▶ [Source extract]:
A woman from British Columbia recently went viral after claiming she was financially better off in 2012 while making minimum wage than she is today making almost $100,000 a year.
TikToker Sam (@sam.breezie) explained in her video how the rising cost of living eats up more than it did ten years ago. Viewed over 105,000 times as of publication, users shared their own frustrations with how far money can go in 2023.
“The cost of living in 2023 is so bad that i’m pretty sure I was actually better off financially when I was making minimum wage in 2012 versus me making almost 100,000 dollars today,” Sam said.
@sam.breezie If i had known that this is what 2023 was going to look like 10 years ago i would have skipped on going to school and just bought a house instead 🥲 #canadianhousingmarket #costoflivingcrisis #housingcrisis ♬ original sound – Sam 🏳️🌈
“In 2012, I lived with my roommate in a two bedroom apartment and our rent was $700 , so we paid $350 each,” she further explained. “I paid maybe $100-$150 for groceries. Our utilities were maybe $100 a month for everything, and my take home pay making minimum wage was probably $1300-1400 dollars a month. After all my expenses and necessities I had so much money left over.”

▶ [Problems and tasks]:
1) Edit the cost-of-living article between "A woman from" and "go in 2023.", inclusive, putting "complaints" in place of "frustrations".
2) Answer these questions from the cost-of-living article:
(a) How many times had the video been viewed as of publication?
(b) What was the total monthly rent for the two-bedroom apartment in 2012?
(c) About how much were the monthly utilities then?
3) Please extend the cost-of-living article, picking up after its last sentence.

[Stored records]
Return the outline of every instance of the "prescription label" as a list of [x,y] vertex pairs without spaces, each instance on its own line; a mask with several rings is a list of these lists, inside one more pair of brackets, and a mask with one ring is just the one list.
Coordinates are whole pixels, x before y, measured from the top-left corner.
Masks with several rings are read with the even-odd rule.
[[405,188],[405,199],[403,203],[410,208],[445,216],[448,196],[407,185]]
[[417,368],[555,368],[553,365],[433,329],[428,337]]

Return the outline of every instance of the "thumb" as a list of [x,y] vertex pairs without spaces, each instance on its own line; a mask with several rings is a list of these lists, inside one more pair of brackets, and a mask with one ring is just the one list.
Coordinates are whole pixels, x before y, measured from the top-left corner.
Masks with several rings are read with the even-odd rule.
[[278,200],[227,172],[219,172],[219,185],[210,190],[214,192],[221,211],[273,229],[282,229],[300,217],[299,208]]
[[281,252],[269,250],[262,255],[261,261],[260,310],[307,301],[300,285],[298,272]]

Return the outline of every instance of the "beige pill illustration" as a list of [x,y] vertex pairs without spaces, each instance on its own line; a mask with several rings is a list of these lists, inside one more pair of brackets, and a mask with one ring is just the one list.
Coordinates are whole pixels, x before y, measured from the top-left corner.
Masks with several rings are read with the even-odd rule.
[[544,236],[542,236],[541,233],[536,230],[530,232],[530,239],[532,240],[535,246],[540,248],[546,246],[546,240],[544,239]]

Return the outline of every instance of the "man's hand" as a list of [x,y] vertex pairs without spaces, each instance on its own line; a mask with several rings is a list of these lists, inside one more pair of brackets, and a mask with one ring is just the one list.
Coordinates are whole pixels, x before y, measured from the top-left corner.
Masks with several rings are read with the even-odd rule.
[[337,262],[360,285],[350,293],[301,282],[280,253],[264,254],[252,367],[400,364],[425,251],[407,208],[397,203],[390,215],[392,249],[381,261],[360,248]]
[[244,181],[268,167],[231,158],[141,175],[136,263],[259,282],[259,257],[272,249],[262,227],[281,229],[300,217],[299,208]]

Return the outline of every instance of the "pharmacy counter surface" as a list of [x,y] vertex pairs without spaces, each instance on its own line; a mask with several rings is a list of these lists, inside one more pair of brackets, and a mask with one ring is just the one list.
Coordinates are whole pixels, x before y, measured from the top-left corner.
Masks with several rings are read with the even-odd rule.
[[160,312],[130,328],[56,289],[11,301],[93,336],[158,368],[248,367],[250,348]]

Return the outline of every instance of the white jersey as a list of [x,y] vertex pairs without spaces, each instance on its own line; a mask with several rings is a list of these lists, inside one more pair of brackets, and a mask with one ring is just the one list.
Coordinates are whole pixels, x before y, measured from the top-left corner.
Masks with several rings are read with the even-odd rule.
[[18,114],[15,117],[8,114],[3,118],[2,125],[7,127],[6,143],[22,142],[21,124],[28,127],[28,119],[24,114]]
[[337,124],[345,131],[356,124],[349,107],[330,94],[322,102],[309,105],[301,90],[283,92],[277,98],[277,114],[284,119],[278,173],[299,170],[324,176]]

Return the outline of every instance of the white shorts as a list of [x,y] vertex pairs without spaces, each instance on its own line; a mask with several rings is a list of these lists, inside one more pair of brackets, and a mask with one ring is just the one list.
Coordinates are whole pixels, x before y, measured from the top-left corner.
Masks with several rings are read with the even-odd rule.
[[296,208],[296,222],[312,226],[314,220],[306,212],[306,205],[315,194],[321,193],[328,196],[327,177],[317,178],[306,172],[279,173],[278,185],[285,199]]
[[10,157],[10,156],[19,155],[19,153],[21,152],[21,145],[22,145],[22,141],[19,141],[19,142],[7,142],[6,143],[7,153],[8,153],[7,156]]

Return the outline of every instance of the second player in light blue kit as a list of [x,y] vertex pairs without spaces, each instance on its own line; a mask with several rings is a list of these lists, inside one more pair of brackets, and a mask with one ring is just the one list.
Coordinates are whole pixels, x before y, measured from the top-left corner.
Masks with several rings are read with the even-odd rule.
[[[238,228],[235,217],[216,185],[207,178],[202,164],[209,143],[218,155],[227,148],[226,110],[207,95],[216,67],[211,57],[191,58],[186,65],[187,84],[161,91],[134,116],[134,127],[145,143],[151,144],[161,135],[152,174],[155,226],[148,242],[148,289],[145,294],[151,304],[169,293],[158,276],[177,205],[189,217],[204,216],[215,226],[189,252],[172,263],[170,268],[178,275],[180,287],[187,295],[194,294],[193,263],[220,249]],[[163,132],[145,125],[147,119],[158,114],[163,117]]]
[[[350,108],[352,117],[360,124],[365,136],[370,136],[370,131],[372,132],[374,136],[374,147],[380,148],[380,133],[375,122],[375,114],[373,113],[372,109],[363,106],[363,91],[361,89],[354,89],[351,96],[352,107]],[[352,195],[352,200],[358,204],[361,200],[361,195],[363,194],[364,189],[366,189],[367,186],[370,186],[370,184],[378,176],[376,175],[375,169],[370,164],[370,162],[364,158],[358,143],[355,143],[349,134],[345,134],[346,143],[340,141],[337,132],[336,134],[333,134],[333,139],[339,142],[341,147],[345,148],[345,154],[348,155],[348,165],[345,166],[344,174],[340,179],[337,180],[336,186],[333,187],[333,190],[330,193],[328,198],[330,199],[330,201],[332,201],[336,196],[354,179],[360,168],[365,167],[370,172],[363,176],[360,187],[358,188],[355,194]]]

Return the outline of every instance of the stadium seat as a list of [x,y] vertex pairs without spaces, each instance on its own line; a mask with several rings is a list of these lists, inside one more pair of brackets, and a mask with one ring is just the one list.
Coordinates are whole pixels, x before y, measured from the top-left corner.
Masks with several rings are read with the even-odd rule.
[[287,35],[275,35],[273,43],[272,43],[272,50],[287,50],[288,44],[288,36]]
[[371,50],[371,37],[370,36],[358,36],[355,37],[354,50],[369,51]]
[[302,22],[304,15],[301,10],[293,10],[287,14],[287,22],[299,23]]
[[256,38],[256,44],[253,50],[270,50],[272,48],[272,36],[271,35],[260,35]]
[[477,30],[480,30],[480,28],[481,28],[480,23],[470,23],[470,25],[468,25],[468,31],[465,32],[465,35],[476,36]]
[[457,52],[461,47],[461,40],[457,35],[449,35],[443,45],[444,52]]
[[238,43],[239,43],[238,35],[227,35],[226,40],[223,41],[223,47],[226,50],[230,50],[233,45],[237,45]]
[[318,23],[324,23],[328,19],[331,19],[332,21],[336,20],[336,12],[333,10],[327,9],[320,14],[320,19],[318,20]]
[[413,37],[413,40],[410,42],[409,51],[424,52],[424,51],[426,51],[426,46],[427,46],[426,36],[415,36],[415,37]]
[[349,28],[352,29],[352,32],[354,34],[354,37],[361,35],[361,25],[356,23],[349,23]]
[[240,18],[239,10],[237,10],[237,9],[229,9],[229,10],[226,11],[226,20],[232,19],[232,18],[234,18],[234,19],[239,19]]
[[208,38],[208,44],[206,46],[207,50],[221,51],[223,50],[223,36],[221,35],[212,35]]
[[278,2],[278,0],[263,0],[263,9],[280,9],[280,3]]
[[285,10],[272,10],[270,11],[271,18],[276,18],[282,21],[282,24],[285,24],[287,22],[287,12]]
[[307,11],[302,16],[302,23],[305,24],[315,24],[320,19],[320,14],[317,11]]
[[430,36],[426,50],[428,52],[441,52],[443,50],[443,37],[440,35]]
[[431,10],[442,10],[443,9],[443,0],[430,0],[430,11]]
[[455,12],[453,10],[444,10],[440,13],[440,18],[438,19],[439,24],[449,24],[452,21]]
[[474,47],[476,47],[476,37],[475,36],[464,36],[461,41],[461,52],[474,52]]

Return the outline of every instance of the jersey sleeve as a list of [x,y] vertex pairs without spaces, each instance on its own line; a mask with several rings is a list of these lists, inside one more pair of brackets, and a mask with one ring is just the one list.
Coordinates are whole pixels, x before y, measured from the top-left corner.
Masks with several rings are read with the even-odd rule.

▶ [Results]:
1)
A woman from British Columbia recently went viral after claiming she was financially better off in 2012 while making minimum wage than she is today making almost $100,000 a year.
TikToker Sam (@sam.breezie) explained in her video how the rising cost of living eats up more than it did ten years ago. Viewed over 105,000 times as of publication, users shared their own complaints with how far money can go in 2023.

2)
(a) Over 105,000 times.
(b) $700, or $350 each.
(c) About $100 a month for everything.

3)
Then she compared her past to her present: “Now in 2023 I pay $3,300 dollars a month for rent in British Columbia. Utilities are at least $200 or $300 a month. I have a student loan payment several hundred dollars a month. I had to move outside the city, so I have to have a car.”
“I really feel like I had a lot more disposable income in 2012 when I was making minimum wage,” she concluded.
The Daily Dot reached out to Sam via email for further information.
Users agreed with her and talked about how hard it is to keep your head above the water to afford the cost of living.
“This is definitely true in North Carolina, I used to get like a good lunch for $5-$7 bucks, a dinner would be around $15-$20. Now lunch is $12-$15 and dinner is close to $30-$40 without booze. This is strictly sober meals,” a user agreed.
“Ugh. I remember living in a 3 [bedroom] townhouse in the early 2000s $750, split 3 ways,” a user recalled.
“I make $170K in Toronto, and I can choose saving for retirement OR a house OR kids. Just one,” a third stated.
“I definitely was better off in 2014 making 15 an hour than I am making 35 an hour now,” another added.
According to a Gallup poll, 35% of Americans believe they have improved their financial situation since 2022, while 50% believe they are worse off. This is one of the few times that the number of Americans claiming they are worse off has reached half or more since the question was first asked in 1976. The last time Americans polled close or above 50% was during the Great Recession of 2008-2009.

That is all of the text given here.